- **DIRECTIONS**
Top to bottom, give the entries again exactly as written.

- **DATA EXTRACTS**

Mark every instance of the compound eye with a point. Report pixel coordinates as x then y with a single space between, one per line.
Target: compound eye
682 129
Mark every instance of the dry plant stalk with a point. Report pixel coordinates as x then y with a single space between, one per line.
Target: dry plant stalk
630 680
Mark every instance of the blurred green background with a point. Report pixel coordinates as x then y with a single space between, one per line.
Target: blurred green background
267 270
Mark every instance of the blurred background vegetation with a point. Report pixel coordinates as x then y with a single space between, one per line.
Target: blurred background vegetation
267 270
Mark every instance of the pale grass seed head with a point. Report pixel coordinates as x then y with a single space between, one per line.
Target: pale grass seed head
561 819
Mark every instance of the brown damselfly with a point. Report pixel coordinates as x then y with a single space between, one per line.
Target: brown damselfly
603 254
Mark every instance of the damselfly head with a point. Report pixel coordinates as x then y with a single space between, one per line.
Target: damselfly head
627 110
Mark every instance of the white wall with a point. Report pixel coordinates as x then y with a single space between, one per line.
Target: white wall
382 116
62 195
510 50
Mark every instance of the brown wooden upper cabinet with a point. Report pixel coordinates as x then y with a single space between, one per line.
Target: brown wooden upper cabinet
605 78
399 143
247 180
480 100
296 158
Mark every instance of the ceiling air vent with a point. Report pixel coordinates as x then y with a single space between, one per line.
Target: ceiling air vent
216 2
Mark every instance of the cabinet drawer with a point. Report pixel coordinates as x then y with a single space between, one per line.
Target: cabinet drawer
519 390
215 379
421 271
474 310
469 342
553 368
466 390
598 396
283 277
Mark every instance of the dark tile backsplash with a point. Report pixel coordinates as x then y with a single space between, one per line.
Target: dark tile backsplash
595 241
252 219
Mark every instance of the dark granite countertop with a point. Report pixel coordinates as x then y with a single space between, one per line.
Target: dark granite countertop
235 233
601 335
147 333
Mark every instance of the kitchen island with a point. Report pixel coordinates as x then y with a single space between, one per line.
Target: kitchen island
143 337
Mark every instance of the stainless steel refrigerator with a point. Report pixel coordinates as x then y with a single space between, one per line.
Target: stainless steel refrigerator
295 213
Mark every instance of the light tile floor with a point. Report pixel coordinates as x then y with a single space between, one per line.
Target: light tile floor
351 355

- **SOLUTION TO THE PROBLEM**
Mark every instance of the compound eye with a point. Report pixel coordinates as x then y with a single space between, one per line.
Target: compound eye
682 129
Mark every instance of the dry plant stalk with a point. Report pixel coordinates as x then y with a single space between, one per line.
Target: dry plant stalk
630 680
Mark every instance of the blurred green background with a point. Report pixel coordinates as x then y with a single space between, one per line.
Target: blurred green background
267 270
Mark every instance of the blurred background vegetation with a point. Report pixel coordinates as x then y with a single space between, one per line.
Target: blurred background vegetation
267 270
Mark every instance of the pale grass seed head with a point. Report pixel coordinates as x then y with a single space between, one per line.
Target: pale grass seed head
561 819
Mark every instance of the brown damselfly with a point. Report pixel coordinates as x then y with a single space between, one per line.
Target: brown damselfly
603 254
Mark every instance of the damselfly head with a point. Report pixel coordinates as x then y with a single space between, one per line.
Target: damselfly head
627 110
Mark every instance of the white wall with a point. Report pixel coordinates as x then y with a single space between, one per line.
Target: white wall
382 116
62 195
510 50
Mark every instance of the brown wooden upper cabinet with a point. Report pixel coordinates as x then y with a single space between, one per line.
Target: brown wooden upper cabinet
605 78
399 143
247 180
480 100
296 158
Mark every instance of the ceiling air vent with a point. Report pixel coordinates as x then y with a single space between, one per line.
Target: ceiling air vent
216 2
Mark every instance of the cabinet drawer with a point. Report pixel coordinates as x then y with a single space between, one per line.
Target: cabinet drawer
519 390
215 379
421 271
474 310
469 342
553 368
466 390
598 396
283 277
Mark every instance of the dark tile backsplash with a point. Report pixel coordinates as x then y with a single space between, one per line.
Target: dark tile backsplash
595 241
252 219
Mark every instance of the dark granite countertop with a point. Report pixel coordinates as x then y with a single space between, one per line.
Target: dark granite countertop
235 233
601 335
147 333
Mark every instance of the kitchen island with a point. Report pixel coordinates as x then y with a single space between, one per line.
Target: kitchen island
143 337
Mark every instance of the stainless steel refrigerator with a point. Report pixel coordinates as x then y with a single space between, one per line.
Target: stainless steel refrigerator
295 213
Mark every instance of the light tile floor with a point. Report pixel coordinates as x then y with a single space between, one per line.
Target: light tile floor
351 355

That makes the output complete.